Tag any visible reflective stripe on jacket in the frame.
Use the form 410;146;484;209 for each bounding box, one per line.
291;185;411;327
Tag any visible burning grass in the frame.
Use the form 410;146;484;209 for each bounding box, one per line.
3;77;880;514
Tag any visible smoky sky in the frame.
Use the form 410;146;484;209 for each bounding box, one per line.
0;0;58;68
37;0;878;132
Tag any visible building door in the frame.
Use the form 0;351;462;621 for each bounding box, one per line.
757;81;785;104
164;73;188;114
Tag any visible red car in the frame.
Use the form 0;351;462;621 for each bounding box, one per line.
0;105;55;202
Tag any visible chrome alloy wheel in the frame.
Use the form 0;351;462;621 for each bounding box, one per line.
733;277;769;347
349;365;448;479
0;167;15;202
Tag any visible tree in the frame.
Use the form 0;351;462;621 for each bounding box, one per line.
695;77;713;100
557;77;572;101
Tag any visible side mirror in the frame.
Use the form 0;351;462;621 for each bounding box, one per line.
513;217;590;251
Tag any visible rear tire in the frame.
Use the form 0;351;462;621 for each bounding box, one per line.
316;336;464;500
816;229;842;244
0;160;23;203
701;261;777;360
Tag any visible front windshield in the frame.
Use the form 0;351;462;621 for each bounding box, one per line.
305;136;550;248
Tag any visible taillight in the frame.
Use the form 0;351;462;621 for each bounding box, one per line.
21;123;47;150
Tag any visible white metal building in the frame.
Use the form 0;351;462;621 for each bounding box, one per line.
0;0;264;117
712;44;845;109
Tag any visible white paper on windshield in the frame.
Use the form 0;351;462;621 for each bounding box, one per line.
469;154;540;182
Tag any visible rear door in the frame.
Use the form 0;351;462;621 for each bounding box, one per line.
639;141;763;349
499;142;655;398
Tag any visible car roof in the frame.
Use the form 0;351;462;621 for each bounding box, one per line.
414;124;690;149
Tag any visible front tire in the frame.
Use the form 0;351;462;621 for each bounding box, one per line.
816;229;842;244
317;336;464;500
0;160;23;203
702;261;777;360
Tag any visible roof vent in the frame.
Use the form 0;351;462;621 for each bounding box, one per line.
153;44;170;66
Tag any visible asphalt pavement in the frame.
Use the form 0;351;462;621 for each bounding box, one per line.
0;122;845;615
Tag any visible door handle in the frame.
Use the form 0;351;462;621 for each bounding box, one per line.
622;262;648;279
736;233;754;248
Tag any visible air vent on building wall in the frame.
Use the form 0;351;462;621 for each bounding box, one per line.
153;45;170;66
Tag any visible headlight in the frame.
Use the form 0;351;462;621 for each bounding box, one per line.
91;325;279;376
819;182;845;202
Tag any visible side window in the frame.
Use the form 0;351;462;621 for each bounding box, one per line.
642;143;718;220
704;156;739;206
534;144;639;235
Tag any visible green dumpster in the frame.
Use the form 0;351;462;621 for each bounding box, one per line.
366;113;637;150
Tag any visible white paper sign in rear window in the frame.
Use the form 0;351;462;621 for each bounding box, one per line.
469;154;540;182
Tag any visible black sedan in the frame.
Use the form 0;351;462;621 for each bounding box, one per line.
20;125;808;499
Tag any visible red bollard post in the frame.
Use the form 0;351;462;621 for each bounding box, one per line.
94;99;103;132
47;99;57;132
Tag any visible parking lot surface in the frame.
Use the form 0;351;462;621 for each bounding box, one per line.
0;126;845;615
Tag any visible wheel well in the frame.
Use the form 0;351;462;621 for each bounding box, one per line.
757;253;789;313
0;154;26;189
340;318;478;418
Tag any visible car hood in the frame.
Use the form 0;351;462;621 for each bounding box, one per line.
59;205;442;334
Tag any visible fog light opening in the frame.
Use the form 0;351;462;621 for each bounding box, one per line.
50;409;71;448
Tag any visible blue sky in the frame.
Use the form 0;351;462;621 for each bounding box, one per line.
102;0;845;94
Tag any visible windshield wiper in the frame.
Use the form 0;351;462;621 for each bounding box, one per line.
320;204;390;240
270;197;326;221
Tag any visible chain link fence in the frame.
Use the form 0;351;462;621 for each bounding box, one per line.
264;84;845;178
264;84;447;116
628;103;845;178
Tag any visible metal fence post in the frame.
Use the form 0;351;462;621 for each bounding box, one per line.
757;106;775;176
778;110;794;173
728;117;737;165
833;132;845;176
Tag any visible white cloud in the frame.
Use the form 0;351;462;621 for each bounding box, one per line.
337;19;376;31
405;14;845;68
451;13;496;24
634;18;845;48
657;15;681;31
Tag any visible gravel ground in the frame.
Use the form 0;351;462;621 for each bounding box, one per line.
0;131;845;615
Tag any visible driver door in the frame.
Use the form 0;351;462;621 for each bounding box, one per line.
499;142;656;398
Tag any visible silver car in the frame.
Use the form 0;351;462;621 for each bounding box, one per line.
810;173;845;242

What this task involves – Reproduce every entry above verbatim, with no changes to wording, numbers, or line order.

Answer to the task –
Tag any visible reflective stripe on jacket in the frame.
Use the form 410;146;484;209 for each bounding box, one per line.
291;185;411;327
Tag any visible burning grass in the frame.
Use the form 410;146;484;209 for each bounding box, one per line.
3;77;880;514
Tag any visible smoky sky in the frame.
Use the form 410;146;484;209 for each bounding box, one per line.
0;0;58;68
37;0;878;132
Tag any visible building door in the frame.
Use the form 0;351;462;621 for each bounding box, one per line.
757;81;785;104
164;73;188;114
Tag any visible red car in the frame.
Use the form 0;351;462;621 for each bounding box, one per line.
0;105;55;202
Tag any visible chrome alloy wheel in the frame.
Use the form 0;351;462;621 for each bounding box, one per line.
733;277;769;347
349;365;448;479
0;167;15;202
Tag any visible tree in the frame.
Use the form 0;351;462;621 for each bounding box, one per line.
695;77;713;100
557;77;572;101
Tag any visible side mirror in the frame.
Use the form 0;351;462;621 for each bounding box, one per line.
513;217;590;251
Tag any visible rear tire in the frame.
Use the form 0;351;462;621 for each bounding box, one per line.
316;336;464;500
816;229;842;244
0;160;23;203
701;261;777;360
Tag any visible front windshield in the frame.
Use the form 0;351;462;621 for each bounding box, one per line.
305;136;550;248
Tag any visible taillight in the frame.
Use the form 0;351;462;621 for each bounding box, one per line.
21;123;47;150
Tag any visible white metal building in the frame.
Use the form 0;351;462;621 for each bounding box, one per line.
0;0;264;117
712;44;845;109
Tag any visible white paper on windshield in the frame.
Use the form 0;351;462;621 for each bounding box, one per line.
469;154;540;182
Tag any visible rear door in the frame.
Use the form 0;351;462;621 for each bounding box, one per line.
639;141;763;349
499;142;655;398
Tag any visible car roof in the frame.
Use the form 0;351;462;621 for each bounding box, one per line.
414;124;690;149
Tag any visible front tire in the frame.
Use the form 0;351;462;621 for each bounding box, one per line.
816;229;842;244
317;336;464;500
0;160;23;203
702;261;777;360
Tag any visible roof vent in the frame.
Use the form 0;351;462;621 for each bounding box, one per line.
153;44;170;66
Tag any visible asphalt pavement in the frame.
Use the form 0;351;462;621 for each bounding box, one per line.
0;122;845;615
Tag any visible door handle in the frame.
Use the form 0;351;462;621 for each bounding box, one per line.
622;262;648;279
736;233;754;248
Tag any visible air vent on building wall in the frame.
Use the form 0;351;462;621 for each bounding box, one per line.
153;45;170;66
Tag any visible headlight in the frame.
Use the form 0;351;462;621 for each bounding box, one per line.
91;325;279;376
819;182;845;202
Tag any visible side window in the frame.
Use the form 0;351;462;621 for each bounding box, one per line.
642;143;718;220
704;156;739;206
534;144;639;235
Tag any visible green dumpster in the frame.
Use the form 0;351;462;621 for each bounding box, one per line.
366;113;637;150
Tag any visible white paper sign in rear window in the frame.
Use the form 0;351;462;621 for each bounding box, one per line.
469;154;540;182
Tag any visible black sedan in the frame.
Use the form 0;351;462;621 for each bounding box, one per line.
20;125;808;499
Tag any visible red bollard post in the frame.
Use the form 0;351;462;621 for each bounding box, one per line.
94;99;103;132
47;99;57;132
Tag any visible parking lot surface in the frame.
Use the form 0;351;462;621 for each bounding box, one per line.
0;126;845;615
Tag any visible wheel well in the frame.
Use the form 0;351;462;621 for each bounding box, one per line.
757;253;789;313
0;154;26;189
340;318;478;418
Tag any visible car hood in the frame.
Use the form 0;351;462;621 for each bounding box, one per line.
59;205;442;334
Tag any visible fog light opening in the frame.
Use the form 0;351;462;621 for each bounding box, one per line.
50;409;71;448
Tag any visible blue sky in the frame.
Use the form 0;351;462;621 for each bounding box, one per line.
102;0;845;94
Tag any visible windshield wiper in the frame.
Use the form 0;351;462;621 for each bounding box, one per line.
320;204;390;240
270;197;326;221
Tag any visible chain link fence in the frame.
Use the form 0;351;462;621 for each bounding box, one per line.
264;84;845;178
264;84;447;116
628;103;845;178
Tag any visible metal fence post in the frame.
Use the form 0;351;462;621 for each bounding box, one per line.
757;106;775;176
778;110;794;173
728;117;737;165
833;132;845;176
Tag any visible white cloud in the frame.
Use the form 0;351;462;621 for each bounding box, one per line.
337;19;376;31
405;14;845;68
451;13;496;24
634;18;845;48
657;15;681;31
Tag any visible gravel ground in the frame.
Use the form 0;351;462;621 for each bounding box, one per line.
0;131;845;615
Tag any visible driver door in the frame.
Use the form 0;351;462;621 for each bounding box, one per line.
499;142;656;398
Tag any visible silver car in the frame.
Use the form 0;351;462;621 for each bounding box, one per line.
810;173;845;242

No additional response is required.